POTONGAN DOKUMEN →

○ ○ ○ ○

Penulis yang juga sebagai praktisi asuransi jiwa berkiprah lebih dari 20 tahun diindustri perasuransian nasional, memiliki pandangan terhadap 2 (dua) legenda asuransi jiwa tersebut. Dimana, 2 (dua) legenda perasuransian tertua itu memiliki rekam jejak sejarah yang panjang, yang merupakan satu-satunya warisan kekayaan aset bangsa Indonesia. Bagian dari cagar budaya Indonesia, menjadi aset bangsa yang seharusnya Pemerintah Republik Indonesia mampu melestarikan keberadaannya, ditengah gempuran perusahaan asuransi Asing didalam Negeri. 

Untuk merefleksikan Sejarah bangsa Indonesia, bagaimana bisa bangkit dari keterpurukan kondisi keuangan rakyat saat itu, sehingga mampu bisa bangkit kembali dari keterpurukannya seperti sekarang ini. Dan sekaligus mampu mewariskan yang terbaik buat bangsa dan Negara, anak cucu dimasadepan. Untuk sama-sama menjaga aset bangsa Indonesia dengan baik, dari kepunahan oleh tangan-tangan jahat yang tidak bertuan. Ada oknum pejabat Negara yang merusak harus diungkap kepublik dan dimintai pertanggungjawabannya baik secara politik juga secara hukum. Terlebih pada khususnya, Direksi BUMN yang telah dengan sengaja merongrong dari dalam atas kepentingan pribadi politiknya, maupun kepentingan golongannya, telah membuat porak-poranda legenda asuransi jiwa milik Negara tersebut. 

Patut diduga ada kepentingan lain dalam penempatan Direksi BUMN yang berasal dari Profesional Bank untuk memimpin perasuransian, yang tidak memiliki rekam jejak pengalaman di bidangnya. Justru diambil dari luar perseroan dan melakukan tindakan destruksi terhadap Legenda Perasuransian atas rusaknya reputasi Negara, reputasi bisnis asuransi jiwa terhadap kepercayaan berasuransi dimasyarakat (distrust publik).

○ ○ ○ ○

BAHAN SUMBER →
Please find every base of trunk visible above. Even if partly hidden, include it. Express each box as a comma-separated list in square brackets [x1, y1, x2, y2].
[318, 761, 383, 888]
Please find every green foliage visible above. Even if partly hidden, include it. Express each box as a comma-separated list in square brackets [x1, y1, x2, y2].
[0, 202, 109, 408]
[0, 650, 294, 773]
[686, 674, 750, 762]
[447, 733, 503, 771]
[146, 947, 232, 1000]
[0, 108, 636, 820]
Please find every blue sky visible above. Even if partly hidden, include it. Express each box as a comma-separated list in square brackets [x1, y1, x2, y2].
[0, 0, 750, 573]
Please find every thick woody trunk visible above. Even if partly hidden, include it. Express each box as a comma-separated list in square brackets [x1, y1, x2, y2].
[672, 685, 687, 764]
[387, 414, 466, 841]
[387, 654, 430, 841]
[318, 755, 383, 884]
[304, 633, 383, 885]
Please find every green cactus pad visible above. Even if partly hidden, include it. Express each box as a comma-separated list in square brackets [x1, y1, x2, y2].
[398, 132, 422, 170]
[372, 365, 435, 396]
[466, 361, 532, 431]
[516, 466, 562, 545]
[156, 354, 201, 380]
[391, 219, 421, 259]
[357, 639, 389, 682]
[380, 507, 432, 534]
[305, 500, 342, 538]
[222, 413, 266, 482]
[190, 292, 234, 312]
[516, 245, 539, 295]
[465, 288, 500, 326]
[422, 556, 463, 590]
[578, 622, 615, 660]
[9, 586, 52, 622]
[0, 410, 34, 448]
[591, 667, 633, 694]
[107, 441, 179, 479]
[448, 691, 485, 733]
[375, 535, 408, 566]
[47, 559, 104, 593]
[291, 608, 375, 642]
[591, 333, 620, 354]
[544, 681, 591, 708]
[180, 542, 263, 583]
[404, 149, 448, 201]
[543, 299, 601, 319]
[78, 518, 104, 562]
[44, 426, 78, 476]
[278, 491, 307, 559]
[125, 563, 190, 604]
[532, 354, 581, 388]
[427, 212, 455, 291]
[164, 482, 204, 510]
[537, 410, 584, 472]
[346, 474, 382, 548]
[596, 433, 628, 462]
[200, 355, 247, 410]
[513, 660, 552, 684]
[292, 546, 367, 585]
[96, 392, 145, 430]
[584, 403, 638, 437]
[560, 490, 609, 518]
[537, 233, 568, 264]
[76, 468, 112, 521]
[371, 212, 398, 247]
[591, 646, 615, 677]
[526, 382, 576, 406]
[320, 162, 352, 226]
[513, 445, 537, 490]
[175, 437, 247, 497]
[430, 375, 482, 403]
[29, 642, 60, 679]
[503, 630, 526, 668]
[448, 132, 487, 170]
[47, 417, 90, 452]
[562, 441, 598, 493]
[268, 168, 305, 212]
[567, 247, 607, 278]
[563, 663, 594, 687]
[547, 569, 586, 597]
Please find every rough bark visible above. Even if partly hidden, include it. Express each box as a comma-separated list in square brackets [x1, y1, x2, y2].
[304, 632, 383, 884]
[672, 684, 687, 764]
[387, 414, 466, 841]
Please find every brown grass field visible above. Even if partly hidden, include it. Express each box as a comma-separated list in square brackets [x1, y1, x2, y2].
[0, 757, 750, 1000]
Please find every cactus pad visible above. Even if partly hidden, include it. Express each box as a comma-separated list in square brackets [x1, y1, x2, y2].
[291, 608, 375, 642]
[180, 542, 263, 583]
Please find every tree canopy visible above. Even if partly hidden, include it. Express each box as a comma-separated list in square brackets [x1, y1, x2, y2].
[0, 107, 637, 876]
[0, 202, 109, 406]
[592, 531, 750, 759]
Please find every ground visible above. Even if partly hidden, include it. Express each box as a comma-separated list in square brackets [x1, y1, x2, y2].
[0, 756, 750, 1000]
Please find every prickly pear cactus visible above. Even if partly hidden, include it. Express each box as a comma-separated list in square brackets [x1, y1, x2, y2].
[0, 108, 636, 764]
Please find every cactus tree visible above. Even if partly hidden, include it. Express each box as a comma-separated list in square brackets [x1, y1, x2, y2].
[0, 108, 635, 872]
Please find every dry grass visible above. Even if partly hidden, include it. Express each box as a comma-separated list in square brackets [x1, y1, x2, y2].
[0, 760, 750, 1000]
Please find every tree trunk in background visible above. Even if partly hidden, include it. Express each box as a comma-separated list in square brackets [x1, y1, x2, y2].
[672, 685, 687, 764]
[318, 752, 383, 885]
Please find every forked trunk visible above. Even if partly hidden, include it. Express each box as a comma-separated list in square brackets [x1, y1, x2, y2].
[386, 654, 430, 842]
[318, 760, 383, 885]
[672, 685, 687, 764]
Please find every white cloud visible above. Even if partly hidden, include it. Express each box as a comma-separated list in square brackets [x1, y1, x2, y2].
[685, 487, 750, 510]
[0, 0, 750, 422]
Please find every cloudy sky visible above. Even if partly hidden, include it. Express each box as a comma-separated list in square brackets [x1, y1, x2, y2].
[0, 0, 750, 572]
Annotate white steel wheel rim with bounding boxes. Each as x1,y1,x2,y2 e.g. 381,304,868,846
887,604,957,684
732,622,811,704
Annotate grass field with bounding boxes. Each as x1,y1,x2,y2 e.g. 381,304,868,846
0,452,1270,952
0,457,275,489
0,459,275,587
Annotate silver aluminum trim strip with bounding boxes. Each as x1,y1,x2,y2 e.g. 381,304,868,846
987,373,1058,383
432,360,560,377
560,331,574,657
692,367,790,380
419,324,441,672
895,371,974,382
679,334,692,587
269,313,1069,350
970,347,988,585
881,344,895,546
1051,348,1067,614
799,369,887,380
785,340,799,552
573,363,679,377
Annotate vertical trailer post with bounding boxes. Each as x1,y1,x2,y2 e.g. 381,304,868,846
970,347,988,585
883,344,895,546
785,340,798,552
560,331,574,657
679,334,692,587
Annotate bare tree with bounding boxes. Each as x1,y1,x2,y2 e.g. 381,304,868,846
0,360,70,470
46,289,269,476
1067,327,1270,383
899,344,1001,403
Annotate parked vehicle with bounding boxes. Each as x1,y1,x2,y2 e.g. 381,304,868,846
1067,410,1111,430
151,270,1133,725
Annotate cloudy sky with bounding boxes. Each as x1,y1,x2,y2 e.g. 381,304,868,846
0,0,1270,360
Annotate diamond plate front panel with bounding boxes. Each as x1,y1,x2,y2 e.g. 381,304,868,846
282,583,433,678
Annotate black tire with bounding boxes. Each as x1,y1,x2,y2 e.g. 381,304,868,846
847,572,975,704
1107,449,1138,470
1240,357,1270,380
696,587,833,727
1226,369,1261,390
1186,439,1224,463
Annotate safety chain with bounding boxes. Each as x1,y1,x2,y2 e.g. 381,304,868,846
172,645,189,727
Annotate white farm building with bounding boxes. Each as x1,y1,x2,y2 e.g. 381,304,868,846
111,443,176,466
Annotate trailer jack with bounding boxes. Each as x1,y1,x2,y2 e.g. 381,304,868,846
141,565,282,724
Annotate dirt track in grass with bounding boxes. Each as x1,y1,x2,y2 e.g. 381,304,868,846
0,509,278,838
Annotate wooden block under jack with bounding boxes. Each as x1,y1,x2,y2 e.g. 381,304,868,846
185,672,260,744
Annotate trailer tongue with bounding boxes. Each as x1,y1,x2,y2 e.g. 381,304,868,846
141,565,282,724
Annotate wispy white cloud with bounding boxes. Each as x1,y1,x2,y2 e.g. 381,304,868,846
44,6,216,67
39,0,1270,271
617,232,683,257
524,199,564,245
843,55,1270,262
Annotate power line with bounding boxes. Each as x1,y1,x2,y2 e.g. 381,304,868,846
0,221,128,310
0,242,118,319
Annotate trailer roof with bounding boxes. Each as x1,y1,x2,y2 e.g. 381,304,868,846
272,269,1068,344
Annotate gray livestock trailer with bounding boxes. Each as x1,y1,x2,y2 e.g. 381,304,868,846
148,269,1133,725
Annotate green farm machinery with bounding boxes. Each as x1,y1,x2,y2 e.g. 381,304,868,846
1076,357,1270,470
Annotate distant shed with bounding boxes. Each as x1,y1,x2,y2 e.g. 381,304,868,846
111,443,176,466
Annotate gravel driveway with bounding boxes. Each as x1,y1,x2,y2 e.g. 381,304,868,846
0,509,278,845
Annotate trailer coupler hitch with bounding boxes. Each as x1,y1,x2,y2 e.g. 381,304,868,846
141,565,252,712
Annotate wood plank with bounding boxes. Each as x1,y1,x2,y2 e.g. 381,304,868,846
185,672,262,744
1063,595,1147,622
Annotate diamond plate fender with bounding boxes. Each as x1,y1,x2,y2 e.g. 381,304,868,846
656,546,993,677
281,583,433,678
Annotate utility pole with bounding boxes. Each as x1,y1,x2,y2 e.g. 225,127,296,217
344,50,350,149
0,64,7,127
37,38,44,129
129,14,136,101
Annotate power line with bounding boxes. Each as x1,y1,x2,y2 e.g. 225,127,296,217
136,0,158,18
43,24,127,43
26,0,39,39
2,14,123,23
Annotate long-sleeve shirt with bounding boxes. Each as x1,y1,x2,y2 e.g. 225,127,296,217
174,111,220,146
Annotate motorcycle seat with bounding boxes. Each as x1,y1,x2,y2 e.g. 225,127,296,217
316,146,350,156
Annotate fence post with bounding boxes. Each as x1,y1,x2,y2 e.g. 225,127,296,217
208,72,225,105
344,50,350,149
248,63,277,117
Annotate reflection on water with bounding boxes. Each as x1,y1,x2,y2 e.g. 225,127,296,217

○ ○ ○ ○

INSTRUKSI KERJA → Sebutkan berapa lama penulis berkiprah di industri perasuransian nasional menurut potongan dokumen.

JAWABAN TUGAS → Lebih dari 20 tahun.